● **WORK REQUIRED**
The records are given next. Repeat each one exactly.

[Saved entries]
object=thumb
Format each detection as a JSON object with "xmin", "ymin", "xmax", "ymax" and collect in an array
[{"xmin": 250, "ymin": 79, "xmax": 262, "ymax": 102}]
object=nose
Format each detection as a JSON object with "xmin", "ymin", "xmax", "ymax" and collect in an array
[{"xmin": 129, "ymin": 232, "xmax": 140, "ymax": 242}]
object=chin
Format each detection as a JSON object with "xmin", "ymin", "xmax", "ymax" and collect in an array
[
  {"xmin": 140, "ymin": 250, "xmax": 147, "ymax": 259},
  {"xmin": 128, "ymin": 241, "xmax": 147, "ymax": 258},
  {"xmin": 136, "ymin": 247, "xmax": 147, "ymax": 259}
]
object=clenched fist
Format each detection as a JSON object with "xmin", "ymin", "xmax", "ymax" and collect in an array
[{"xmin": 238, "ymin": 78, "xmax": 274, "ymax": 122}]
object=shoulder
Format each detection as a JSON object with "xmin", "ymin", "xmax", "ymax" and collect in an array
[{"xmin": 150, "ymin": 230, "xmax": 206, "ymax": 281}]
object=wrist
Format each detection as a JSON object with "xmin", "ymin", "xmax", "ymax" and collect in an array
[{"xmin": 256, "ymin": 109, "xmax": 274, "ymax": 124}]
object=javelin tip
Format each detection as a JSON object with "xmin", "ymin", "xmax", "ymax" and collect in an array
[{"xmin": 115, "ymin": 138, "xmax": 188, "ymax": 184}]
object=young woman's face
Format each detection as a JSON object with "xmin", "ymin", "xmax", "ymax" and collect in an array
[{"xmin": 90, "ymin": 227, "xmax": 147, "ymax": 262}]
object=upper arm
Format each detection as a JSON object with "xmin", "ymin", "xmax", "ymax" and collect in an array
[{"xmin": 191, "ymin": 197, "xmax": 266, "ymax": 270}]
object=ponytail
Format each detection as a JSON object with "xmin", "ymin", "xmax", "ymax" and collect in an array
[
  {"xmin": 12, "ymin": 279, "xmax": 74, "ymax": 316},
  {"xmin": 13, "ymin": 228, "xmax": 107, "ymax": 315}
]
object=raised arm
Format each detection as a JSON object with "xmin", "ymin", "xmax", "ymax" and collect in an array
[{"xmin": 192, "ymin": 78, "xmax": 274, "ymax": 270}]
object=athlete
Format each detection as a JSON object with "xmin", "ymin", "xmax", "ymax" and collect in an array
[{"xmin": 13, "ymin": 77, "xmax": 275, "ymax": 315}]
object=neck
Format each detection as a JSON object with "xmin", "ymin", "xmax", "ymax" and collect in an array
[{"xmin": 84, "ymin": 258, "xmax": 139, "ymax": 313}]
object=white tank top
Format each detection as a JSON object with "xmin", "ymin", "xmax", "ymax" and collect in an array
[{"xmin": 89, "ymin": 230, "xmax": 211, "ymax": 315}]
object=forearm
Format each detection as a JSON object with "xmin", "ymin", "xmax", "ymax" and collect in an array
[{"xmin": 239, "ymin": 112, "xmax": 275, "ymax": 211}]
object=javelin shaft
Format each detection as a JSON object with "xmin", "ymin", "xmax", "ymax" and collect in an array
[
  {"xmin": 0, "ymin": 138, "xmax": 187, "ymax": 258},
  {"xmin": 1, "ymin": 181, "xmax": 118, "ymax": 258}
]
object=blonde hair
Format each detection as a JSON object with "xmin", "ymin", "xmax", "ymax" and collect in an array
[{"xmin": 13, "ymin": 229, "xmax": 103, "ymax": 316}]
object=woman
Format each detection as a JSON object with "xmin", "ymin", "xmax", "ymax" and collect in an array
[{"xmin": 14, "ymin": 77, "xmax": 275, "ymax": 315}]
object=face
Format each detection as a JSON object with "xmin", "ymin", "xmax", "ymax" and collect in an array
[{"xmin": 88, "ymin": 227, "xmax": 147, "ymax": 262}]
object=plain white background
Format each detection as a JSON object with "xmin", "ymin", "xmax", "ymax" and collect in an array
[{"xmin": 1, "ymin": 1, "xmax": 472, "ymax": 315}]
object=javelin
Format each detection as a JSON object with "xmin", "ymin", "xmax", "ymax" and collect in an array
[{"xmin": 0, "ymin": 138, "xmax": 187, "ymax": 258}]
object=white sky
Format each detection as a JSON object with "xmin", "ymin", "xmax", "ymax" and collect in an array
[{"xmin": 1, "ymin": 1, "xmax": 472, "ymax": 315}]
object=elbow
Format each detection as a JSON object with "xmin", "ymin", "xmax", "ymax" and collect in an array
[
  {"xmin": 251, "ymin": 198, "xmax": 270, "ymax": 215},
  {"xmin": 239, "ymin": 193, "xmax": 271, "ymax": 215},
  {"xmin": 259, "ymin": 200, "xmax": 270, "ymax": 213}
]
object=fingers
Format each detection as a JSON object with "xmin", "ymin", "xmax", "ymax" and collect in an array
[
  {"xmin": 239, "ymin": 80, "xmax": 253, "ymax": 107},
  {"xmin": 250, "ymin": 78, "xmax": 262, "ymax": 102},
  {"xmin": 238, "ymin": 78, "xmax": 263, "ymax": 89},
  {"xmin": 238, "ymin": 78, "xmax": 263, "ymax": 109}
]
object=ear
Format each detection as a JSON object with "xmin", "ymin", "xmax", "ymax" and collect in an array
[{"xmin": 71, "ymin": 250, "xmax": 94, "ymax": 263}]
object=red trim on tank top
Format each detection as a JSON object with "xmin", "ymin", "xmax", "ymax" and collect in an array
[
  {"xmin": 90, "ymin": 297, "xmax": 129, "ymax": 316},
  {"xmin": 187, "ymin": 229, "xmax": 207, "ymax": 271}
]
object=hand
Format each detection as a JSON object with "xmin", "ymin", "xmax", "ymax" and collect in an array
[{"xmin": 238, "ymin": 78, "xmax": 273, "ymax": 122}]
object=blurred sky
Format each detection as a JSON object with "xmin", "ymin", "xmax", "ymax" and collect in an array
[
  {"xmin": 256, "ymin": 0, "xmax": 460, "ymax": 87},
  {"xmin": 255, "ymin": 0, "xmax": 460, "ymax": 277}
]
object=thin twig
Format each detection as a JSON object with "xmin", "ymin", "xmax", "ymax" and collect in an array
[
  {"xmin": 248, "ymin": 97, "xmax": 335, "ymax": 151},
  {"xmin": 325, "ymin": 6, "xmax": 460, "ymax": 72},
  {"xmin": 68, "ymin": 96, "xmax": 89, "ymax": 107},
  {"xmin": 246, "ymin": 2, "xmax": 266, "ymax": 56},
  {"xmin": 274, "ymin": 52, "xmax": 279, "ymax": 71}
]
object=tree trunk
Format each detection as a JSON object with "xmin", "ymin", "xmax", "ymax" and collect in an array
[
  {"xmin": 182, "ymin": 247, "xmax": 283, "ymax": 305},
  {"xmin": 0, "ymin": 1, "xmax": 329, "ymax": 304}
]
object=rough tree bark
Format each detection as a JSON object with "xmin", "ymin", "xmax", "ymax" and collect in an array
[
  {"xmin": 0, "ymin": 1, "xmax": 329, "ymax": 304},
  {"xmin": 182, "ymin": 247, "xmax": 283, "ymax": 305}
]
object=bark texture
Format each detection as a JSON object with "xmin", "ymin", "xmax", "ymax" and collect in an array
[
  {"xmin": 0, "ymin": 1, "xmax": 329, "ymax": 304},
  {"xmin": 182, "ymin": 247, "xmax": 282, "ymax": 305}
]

● **ANSWER SPACE**
object=thumb
Format each detection as a JSON object with "xmin", "ymin", "xmax", "ymax" and collect in an array
[{"xmin": 250, "ymin": 79, "xmax": 262, "ymax": 102}]
object=nose
Format each detection as a JSON object with "xmin", "ymin", "xmax", "ymax" and collect in an array
[{"xmin": 129, "ymin": 232, "xmax": 140, "ymax": 242}]
object=chin
Format each detection as a JSON object with "xmin", "ymin", "xmax", "ymax" and collect in an array
[
  {"xmin": 140, "ymin": 250, "xmax": 147, "ymax": 259},
  {"xmin": 128, "ymin": 241, "xmax": 147, "ymax": 258},
  {"xmin": 136, "ymin": 247, "xmax": 147, "ymax": 259}
]
object=clenched fist
Format each detection as a JSON object with "xmin", "ymin", "xmax", "ymax" and collect in an array
[{"xmin": 238, "ymin": 78, "xmax": 274, "ymax": 122}]
object=shoulder
Format each detection as a JSON object with "xmin", "ymin", "xmax", "ymax" and collect in an array
[{"xmin": 150, "ymin": 230, "xmax": 206, "ymax": 281}]
object=wrist
Format each detection as a JSON object with "xmin", "ymin", "xmax", "ymax" and collect in an array
[{"xmin": 256, "ymin": 109, "xmax": 274, "ymax": 124}]
object=javelin tip
Format each detection as a JSON object with "xmin", "ymin", "xmax", "ymax" and collect in an array
[{"xmin": 115, "ymin": 138, "xmax": 188, "ymax": 184}]
object=young woman's face
Format each detection as a JSON object with "xmin", "ymin", "xmax", "ymax" and collect in an array
[{"xmin": 90, "ymin": 227, "xmax": 147, "ymax": 262}]
object=upper arm
Format each detection as a JSON object with "xmin", "ymin", "xmax", "ymax" and collect in an array
[{"xmin": 191, "ymin": 197, "xmax": 266, "ymax": 270}]
object=ponytail
Format each detection as a JSON object with "xmin", "ymin", "xmax", "ymax" and collect in an array
[
  {"xmin": 12, "ymin": 279, "xmax": 74, "ymax": 316},
  {"xmin": 13, "ymin": 228, "xmax": 107, "ymax": 315}
]
object=raised arm
Format each detection as a JSON object with "xmin", "ymin", "xmax", "ymax" and collect in an array
[{"xmin": 192, "ymin": 78, "xmax": 274, "ymax": 270}]
object=athlete
Format each detection as a JSON object with "xmin", "ymin", "xmax", "ymax" and collect in an array
[{"xmin": 13, "ymin": 77, "xmax": 275, "ymax": 315}]
object=neck
Format each detection as a JSON object with "xmin", "ymin", "xmax", "ymax" and collect in an array
[{"xmin": 84, "ymin": 258, "xmax": 139, "ymax": 313}]
object=white tank top
Format each detection as a JSON object with "xmin", "ymin", "xmax", "ymax" and collect in an array
[{"xmin": 89, "ymin": 230, "xmax": 211, "ymax": 315}]
object=forearm
Format each detection as a JSON object with "xmin", "ymin", "xmax", "ymax" and collect in an array
[{"xmin": 239, "ymin": 112, "xmax": 275, "ymax": 211}]
object=javelin shaft
Format each detection as a JSON object with "xmin", "ymin", "xmax", "ymax" and collect in an array
[
  {"xmin": 0, "ymin": 138, "xmax": 187, "ymax": 258},
  {"xmin": 1, "ymin": 181, "xmax": 118, "ymax": 258}
]
object=blonde hair
Format each detection as a JSON object with "xmin", "ymin", "xmax", "ymax" and collect in an array
[{"xmin": 13, "ymin": 229, "xmax": 103, "ymax": 316}]
object=woman
Format each detection as a JSON object with "xmin", "ymin", "xmax", "ymax" and collect in an array
[{"xmin": 14, "ymin": 77, "xmax": 275, "ymax": 315}]
object=face
Format each detection as a JSON object with "xmin", "ymin", "xmax", "ymax" and collect in an array
[{"xmin": 88, "ymin": 227, "xmax": 147, "ymax": 262}]
object=plain white background
Format each detection as a JSON object with "xmin", "ymin", "xmax", "ymax" and collect in an array
[{"xmin": 1, "ymin": 1, "xmax": 472, "ymax": 315}]
object=javelin
Format each detection as a JSON object with "xmin", "ymin", "xmax", "ymax" and collect in an array
[{"xmin": 0, "ymin": 138, "xmax": 187, "ymax": 258}]
object=white sky
Format each detection as a JSON object with "xmin", "ymin", "xmax", "ymax" and collect in an array
[{"xmin": 1, "ymin": 1, "xmax": 472, "ymax": 315}]
object=elbow
Format each detection as a JSON object with "xmin", "ymin", "xmax", "ymax" and collect in an array
[
  {"xmin": 251, "ymin": 198, "xmax": 270, "ymax": 215},
  {"xmin": 239, "ymin": 193, "xmax": 271, "ymax": 215},
  {"xmin": 259, "ymin": 200, "xmax": 270, "ymax": 213}
]
object=fingers
Format each detection as a JSON object with "xmin", "ymin", "xmax", "ymax" and collect in an array
[
  {"xmin": 239, "ymin": 80, "xmax": 253, "ymax": 107},
  {"xmin": 250, "ymin": 78, "xmax": 262, "ymax": 102},
  {"xmin": 238, "ymin": 78, "xmax": 263, "ymax": 89},
  {"xmin": 238, "ymin": 78, "xmax": 263, "ymax": 109}
]
object=ear
Format each detection as a JSON object with "xmin", "ymin", "xmax", "ymax" and collect in an array
[{"xmin": 71, "ymin": 250, "xmax": 94, "ymax": 263}]
object=red trim on tank top
Format each detection as a JSON object with "xmin", "ymin", "xmax", "ymax" and collect in an array
[
  {"xmin": 90, "ymin": 297, "xmax": 129, "ymax": 316},
  {"xmin": 187, "ymin": 229, "xmax": 207, "ymax": 271}
]
object=hand
Format each detection as a JSON object with "xmin", "ymin", "xmax", "ymax" and collect in an array
[{"xmin": 238, "ymin": 78, "xmax": 273, "ymax": 122}]
object=blurred sky
Format each detection as a JSON object with "xmin", "ymin", "xmax", "ymax" and collect in an array
[
  {"xmin": 256, "ymin": 0, "xmax": 460, "ymax": 87},
  {"xmin": 255, "ymin": 0, "xmax": 460, "ymax": 277}
]
object=thin twig
Format each detection as a JSON object with "xmin", "ymin", "xmax", "ymax" and collect in an array
[
  {"xmin": 248, "ymin": 97, "xmax": 335, "ymax": 151},
  {"xmin": 325, "ymin": 6, "xmax": 460, "ymax": 72},
  {"xmin": 68, "ymin": 96, "xmax": 89, "ymax": 107},
  {"xmin": 246, "ymin": 2, "xmax": 266, "ymax": 56},
  {"xmin": 274, "ymin": 52, "xmax": 279, "ymax": 71}
]
object=tree trunk
Format each detection as a JSON object with "xmin", "ymin", "xmax", "ymax" and collect in an array
[
  {"xmin": 182, "ymin": 247, "xmax": 283, "ymax": 305},
  {"xmin": 0, "ymin": 1, "xmax": 329, "ymax": 304}
]
object=rough tree bark
Format each detection as a JSON object with "xmin", "ymin", "xmax", "ymax" and collect in an array
[
  {"xmin": 0, "ymin": 1, "xmax": 329, "ymax": 304},
  {"xmin": 182, "ymin": 247, "xmax": 283, "ymax": 305}
]
object=bark texture
Format each detection as a JSON object with "xmin", "ymin", "xmax", "ymax" and collect in an array
[
  {"xmin": 0, "ymin": 1, "xmax": 329, "ymax": 304},
  {"xmin": 182, "ymin": 247, "xmax": 282, "ymax": 305}
]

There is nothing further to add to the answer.